*QUESTIONS*.
1. From the blog post about leaving Turkey, list every person the author asks readers to specifically pray for.
2. Extend the blog post about leaving Turkey, starting right after its final sentence.

*PROVIDED PASSAGE*.
○ ○ ○ ○ ○ ○ ○

We knew was a possibility. We had heard the rumors. But now it is true.
Our friends Josh and Rebekah who lived in Turkey were visiting the USA when they got word of this. Josh must return to Turkey without his wife and children. They can NEVER go back to their home in Turkey. And there is a possibility that Josh will have to remain to finish out the last 16 months of his assignment without them.
It is hard to fathom that. Can you imagine being told you can't go back to your home, your friends, your Hatice, ever again? She is in the USA and must create a new home without her husband.
Unfathomable.
In addition, my heart just hurts so much for this wonderful home and Base and country I love so much. My friends who were with me in Turkey have been messaging me, and we've been grieving together.
We are sad because other people will not get to experience this wonderful life we had.
We are sad because so many wonderful people who rely on the Base for their livelihood will be out of work.
Hatice will never see Rebekah again. Just like that. She's gone. And she can't come back. She can't hug those four darling boys again.
I hate war.
That picture above, of my boys running with their first friend William literally causes my heart to ache. Ache from happiness of that life I had there. And ache from sadness that it is being ripped apart at the seams because of terrorists who have brought their hell into Turkey.
Please pray for this country. Please specifically pray for Hatice and Ilhan and Fa-ree and Gokay. Good friends who will be so impacted by this decision.
I will always love this country and always hold such incredible memories of our two years there.
4 comments:
Wendi, why is this happening?
Love auntie Jan
I will definitely be in prayer for Josh and Rebekah. Scary and sad
It is such a surreal experience we are having right now. My mind just keeps running through the rooms of our home there, the sound of Hatice's voice and the strong embrace of her arms and the "I miss you!" she said every Tuesday she came when she hadn't seen us for 4 days. I hurt for us, I hurt for her, I hurt for my husband who has to walk back into our home, alone, I hurt for every family that is experiencing this, "reverse deployment" and for all the precious Turks we have grown to know and love that will be profoundly effected by this. .

○ ○ ○ ○ ○ ○ ○

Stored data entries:
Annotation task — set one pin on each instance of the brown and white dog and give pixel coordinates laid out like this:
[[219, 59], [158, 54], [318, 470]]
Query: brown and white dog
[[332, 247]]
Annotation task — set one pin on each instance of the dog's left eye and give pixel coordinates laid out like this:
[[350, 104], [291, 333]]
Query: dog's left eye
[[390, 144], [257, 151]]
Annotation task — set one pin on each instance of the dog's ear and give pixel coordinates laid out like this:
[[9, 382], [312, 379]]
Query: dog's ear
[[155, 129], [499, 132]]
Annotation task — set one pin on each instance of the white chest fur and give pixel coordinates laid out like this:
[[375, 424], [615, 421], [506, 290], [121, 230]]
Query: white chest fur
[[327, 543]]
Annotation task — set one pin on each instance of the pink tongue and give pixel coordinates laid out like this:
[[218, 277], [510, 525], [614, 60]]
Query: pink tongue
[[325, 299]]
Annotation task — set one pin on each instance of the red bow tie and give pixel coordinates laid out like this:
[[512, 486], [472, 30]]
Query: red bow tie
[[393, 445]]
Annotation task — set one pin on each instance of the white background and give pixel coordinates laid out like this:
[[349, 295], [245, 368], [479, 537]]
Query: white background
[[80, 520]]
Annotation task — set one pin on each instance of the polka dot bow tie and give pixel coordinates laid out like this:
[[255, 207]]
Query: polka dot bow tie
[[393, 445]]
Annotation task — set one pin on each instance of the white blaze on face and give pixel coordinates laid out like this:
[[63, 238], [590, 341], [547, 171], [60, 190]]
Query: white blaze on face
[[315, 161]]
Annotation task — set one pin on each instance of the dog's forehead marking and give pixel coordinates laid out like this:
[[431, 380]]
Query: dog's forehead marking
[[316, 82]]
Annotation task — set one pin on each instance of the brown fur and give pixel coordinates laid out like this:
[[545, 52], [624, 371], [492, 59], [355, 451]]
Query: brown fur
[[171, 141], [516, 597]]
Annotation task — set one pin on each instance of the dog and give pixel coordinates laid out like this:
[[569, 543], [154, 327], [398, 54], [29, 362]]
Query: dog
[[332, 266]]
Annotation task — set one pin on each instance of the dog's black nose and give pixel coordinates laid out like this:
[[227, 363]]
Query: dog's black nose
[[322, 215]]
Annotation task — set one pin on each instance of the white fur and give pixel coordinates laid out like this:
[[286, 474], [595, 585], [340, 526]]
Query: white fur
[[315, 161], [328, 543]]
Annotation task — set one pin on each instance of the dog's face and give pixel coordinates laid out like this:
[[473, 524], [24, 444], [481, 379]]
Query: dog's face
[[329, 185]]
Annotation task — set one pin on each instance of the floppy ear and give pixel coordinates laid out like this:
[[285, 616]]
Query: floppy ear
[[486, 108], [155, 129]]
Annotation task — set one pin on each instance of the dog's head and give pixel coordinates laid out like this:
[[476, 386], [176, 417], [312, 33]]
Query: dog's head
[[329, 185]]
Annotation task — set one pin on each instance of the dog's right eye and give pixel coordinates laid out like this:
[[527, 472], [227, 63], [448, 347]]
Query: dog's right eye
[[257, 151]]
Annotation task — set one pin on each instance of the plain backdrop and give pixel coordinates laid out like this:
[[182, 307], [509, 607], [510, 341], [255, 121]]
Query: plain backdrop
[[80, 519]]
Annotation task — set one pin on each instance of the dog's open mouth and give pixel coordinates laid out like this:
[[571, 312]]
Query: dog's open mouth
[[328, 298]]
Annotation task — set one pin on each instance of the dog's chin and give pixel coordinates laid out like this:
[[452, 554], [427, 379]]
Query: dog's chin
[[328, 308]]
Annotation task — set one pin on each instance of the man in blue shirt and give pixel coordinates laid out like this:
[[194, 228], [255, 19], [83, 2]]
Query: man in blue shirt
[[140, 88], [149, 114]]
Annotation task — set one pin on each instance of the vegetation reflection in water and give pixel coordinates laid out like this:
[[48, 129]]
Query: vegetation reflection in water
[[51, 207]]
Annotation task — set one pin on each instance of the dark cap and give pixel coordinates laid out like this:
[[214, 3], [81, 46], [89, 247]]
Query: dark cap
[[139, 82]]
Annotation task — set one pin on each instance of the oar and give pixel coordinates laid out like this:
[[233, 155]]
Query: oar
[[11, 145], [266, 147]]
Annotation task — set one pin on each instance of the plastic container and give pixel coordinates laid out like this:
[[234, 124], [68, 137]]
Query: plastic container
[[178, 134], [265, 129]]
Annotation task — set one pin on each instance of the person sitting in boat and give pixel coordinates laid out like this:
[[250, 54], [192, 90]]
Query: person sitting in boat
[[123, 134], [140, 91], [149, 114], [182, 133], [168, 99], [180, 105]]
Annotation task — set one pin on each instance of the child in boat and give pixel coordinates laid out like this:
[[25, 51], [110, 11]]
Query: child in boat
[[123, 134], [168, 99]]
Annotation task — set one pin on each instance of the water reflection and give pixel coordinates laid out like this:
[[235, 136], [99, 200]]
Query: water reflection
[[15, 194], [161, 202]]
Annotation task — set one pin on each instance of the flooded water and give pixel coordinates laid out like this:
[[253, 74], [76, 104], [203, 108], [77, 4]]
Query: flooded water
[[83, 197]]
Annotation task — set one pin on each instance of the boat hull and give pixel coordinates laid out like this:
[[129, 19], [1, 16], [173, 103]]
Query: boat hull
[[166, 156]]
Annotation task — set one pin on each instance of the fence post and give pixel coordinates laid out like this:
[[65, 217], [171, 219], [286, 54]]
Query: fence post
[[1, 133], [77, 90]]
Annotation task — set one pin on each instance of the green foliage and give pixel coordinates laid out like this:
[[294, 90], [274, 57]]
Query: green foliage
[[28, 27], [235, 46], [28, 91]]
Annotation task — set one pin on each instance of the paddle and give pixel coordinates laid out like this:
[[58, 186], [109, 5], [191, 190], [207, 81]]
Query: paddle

○ ○ ○ ○ ○ ○ ○

*RESPONSES BY ITEM NUMBER*.
1. Hatice, Ilhan, Fa-ree, Gokay

2.
It's hard to explain the depth of the hurt.
I am living in the Pslams right now, devouring them. I take comfort in knowing our Creator knows it all and sees it all and holds it all. But it still hurts.so.badly!
This is such a heartbreak. There are so many people affected by this horrific development. I think of all of the shopkeepers on "The Alley" whose livelihood was so dependent on the residents of the base--Uzbek's Carpet, the pottery stores, the restaurants, etc. I think of the Turkish men who liked to pinch Isaac and Elijah's cheeks--the Turkish man who ran 15 min. to heat up a bottle for Abigail because she didn't like to drink cold milk--I think of the men who walked us to our destination because his directions might get "lost" in translation. Now, American families won't be able to experience the kindness, hospitality, culture and the "Meerhaba's"of a Turkey gone forever.
My prayers will go with the Storey's and all of the other families that will be leaving, and of course, Hatice, her family, and the other Turkish families that will lose their employment.